*TASK INPUT*:

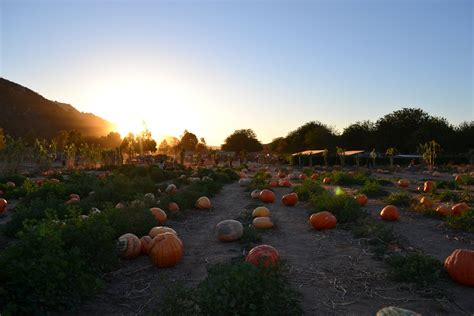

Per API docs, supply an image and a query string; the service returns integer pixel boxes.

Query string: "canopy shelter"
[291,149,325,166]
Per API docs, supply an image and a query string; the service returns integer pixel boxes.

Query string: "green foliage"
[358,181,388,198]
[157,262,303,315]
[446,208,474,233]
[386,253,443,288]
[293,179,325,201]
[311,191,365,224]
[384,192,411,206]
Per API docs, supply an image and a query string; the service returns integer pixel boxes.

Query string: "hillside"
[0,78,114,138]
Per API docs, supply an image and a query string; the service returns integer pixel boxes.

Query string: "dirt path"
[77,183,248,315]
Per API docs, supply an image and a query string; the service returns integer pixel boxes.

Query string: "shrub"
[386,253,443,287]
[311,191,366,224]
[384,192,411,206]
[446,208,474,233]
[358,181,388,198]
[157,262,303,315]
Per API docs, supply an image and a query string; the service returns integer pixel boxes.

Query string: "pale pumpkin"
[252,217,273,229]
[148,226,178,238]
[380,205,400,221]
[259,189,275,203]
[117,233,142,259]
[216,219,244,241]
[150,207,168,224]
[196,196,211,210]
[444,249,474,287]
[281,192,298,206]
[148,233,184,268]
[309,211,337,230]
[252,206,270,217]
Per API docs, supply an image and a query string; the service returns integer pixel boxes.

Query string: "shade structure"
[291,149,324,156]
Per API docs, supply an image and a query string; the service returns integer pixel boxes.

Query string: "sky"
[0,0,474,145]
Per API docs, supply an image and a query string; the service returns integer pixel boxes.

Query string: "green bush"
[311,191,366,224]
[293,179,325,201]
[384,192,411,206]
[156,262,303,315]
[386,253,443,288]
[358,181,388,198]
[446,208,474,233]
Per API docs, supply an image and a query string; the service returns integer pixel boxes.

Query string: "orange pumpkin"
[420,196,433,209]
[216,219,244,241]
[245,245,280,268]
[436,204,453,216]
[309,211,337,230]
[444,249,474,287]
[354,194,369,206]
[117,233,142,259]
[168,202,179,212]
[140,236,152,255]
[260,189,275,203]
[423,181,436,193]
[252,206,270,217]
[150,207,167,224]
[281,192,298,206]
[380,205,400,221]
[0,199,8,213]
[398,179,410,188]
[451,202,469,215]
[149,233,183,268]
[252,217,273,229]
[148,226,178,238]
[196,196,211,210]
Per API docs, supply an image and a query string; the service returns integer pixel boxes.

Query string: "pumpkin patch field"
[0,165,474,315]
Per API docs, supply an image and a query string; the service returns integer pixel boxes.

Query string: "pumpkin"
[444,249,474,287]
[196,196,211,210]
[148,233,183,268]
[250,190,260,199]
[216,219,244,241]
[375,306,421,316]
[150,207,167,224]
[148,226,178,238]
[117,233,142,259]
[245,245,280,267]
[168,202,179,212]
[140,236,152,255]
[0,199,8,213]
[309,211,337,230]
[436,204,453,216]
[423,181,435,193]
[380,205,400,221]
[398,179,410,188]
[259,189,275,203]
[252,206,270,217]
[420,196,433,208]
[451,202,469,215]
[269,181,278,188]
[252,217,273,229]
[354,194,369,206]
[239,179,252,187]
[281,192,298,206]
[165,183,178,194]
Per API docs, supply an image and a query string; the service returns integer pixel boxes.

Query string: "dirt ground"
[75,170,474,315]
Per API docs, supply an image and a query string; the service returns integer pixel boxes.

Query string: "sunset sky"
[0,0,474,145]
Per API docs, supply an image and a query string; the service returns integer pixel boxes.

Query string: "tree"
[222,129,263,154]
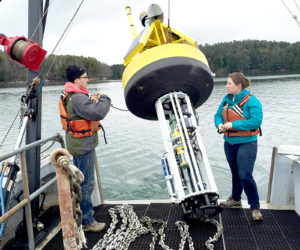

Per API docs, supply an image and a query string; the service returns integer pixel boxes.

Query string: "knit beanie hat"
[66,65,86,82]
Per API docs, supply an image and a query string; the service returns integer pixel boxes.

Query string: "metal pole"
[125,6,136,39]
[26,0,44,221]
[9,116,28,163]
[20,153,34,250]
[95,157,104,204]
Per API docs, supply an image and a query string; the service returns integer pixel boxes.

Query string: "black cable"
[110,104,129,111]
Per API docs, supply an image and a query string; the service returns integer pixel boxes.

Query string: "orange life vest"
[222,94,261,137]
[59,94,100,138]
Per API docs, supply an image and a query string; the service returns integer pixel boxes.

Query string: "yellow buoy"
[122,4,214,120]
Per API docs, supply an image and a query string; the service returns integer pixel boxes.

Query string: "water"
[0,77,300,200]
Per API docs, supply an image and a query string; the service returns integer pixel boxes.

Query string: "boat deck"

*WHAT YOU HAVE TO DO*: Write out all of the records above again word for word, leaving out the pictures.

*EXPECTED ANSWER*:
Per API docs, supply an image and a query string; the service returns integer pixel boxes.

Query string: "canopy shelter"
[291,149,325,166]
Per API docs, supply an image and a query string; the service returns integer pixel boxes.

Query string: "green foliage"
[358,181,388,198]
[157,262,303,315]
[446,208,474,233]
[386,253,443,288]
[293,179,325,201]
[311,191,365,224]
[384,192,411,206]
Per API docs, supply an image and a query string; the service returns integer pixel boxes.

Query string: "hillside"
[0,78,114,138]
Per API docs, supply an image and a query string; the service returns integer pixel boxes.

Query string: "dirt path"
[77,183,248,315]
Per API docs, supply an image and a query string; the service returns integer pixel boxes.

Query string: "shrub"
[386,253,443,287]
[311,191,366,224]
[384,192,411,206]
[446,208,474,233]
[358,181,388,198]
[157,262,303,315]
Per API docs, supply an image and a query string; the service returns integer pixel boxes.

Query string: "pale pumpkin"
[252,217,273,229]
[148,226,178,238]
[380,205,400,221]
[259,189,275,203]
[117,233,142,259]
[216,219,244,241]
[150,207,168,224]
[196,196,211,210]
[444,249,474,287]
[281,192,298,206]
[148,233,184,268]
[309,211,337,230]
[252,206,270,217]
Per API docs, supply an image and a query string; the service returns integer pixel boxes.

Query string: "shade structure"
[291,149,324,156]
Per API docs, supply an image and a query string; the service returns integer pixel boxes.

Query string: "sky"
[0,0,474,145]
Per API docs, supply an image and a query string; the service returns integer pixel boxes.

Query string: "green bush"
[311,191,366,224]
[293,179,325,201]
[384,192,411,206]
[156,262,303,315]
[386,253,443,288]
[358,181,388,198]
[446,208,474,233]
Per API docs, supply an image and a query string; the service returns integer pixel boxes.

Query string: "orange pumpkin"
[420,196,433,209]
[216,219,244,241]
[245,245,280,268]
[436,204,453,216]
[309,211,337,230]
[444,249,474,287]
[354,194,369,206]
[117,233,142,259]
[168,202,179,212]
[140,236,152,255]
[260,189,275,203]
[423,181,436,193]
[252,206,270,217]
[150,207,167,224]
[281,192,298,206]
[380,205,400,221]
[0,199,8,213]
[398,179,410,188]
[451,202,469,215]
[149,233,183,268]
[252,217,273,229]
[148,226,178,238]
[196,196,211,210]
Per API docs, supply an image and a query string; the service returns integer pixel boxes.

Query string: "pumpkin patch field"
[0,165,474,315]
Per API docs, supply an image and a query string; the service returns integer pixel boxes.

Query string: "pumpkin"
[444,249,474,287]
[196,196,211,210]
[148,233,183,268]
[250,190,260,199]
[216,219,244,241]
[375,306,421,316]
[150,207,167,224]
[148,226,178,238]
[117,233,142,259]
[245,245,280,267]
[168,202,179,212]
[140,236,152,255]
[0,199,8,213]
[309,211,337,230]
[436,204,453,216]
[423,181,435,193]
[380,205,400,221]
[398,179,410,188]
[259,189,275,203]
[252,206,270,217]
[420,196,433,208]
[451,202,469,215]
[269,181,278,188]
[252,217,273,229]
[354,194,369,206]
[239,179,252,187]
[281,192,298,206]
[165,183,178,194]
Per API docs, supply an image and a query string; the service returns integer pixel boxes.

Query string: "dirt ground"
[75,170,474,315]
Per API docs, supply an image and a query string; the service returns integer pixel boxes.

Query string: "sunset sky"
[0,0,474,145]
Per API docs, supply an image and a query string; the service returns integer pixel boxes.

Query string: "tree"
[222,129,263,154]

Per API docs, supply an image and a query string; the service returns integer pixel boxes.

Query string: "knit beanie hat"
[66,65,86,82]
Per API docs, supply an image and a query string; the service returns integer pixel boxes.

Query string: "metal pole"
[125,6,136,39]
[26,0,44,221]
[9,116,28,163]
[20,153,34,250]
[95,157,104,204]
Per API docs, supply an image and a query string; the service returns integer pixel boxes.

Query string: "black cable"
[110,104,129,111]
Per API docs, supply an image and a query string; the service returns integer pixel boxes.

Query string: "orange life vest"
[222,94,261,137]
[59,94,100,138]
Per API docs, supply an image and a query string; the service returns integer pixel boxes.

Query string: "yellow buoy"
[122,4,214,120]
Per API docs, supply an image and a query string; the service returns integer pixel boxes.

Query string: "water"
[0,77,300,200]
Per API docs, supply an image and a query string; the service returns integer pixel boxes.

Query string: "boat deck"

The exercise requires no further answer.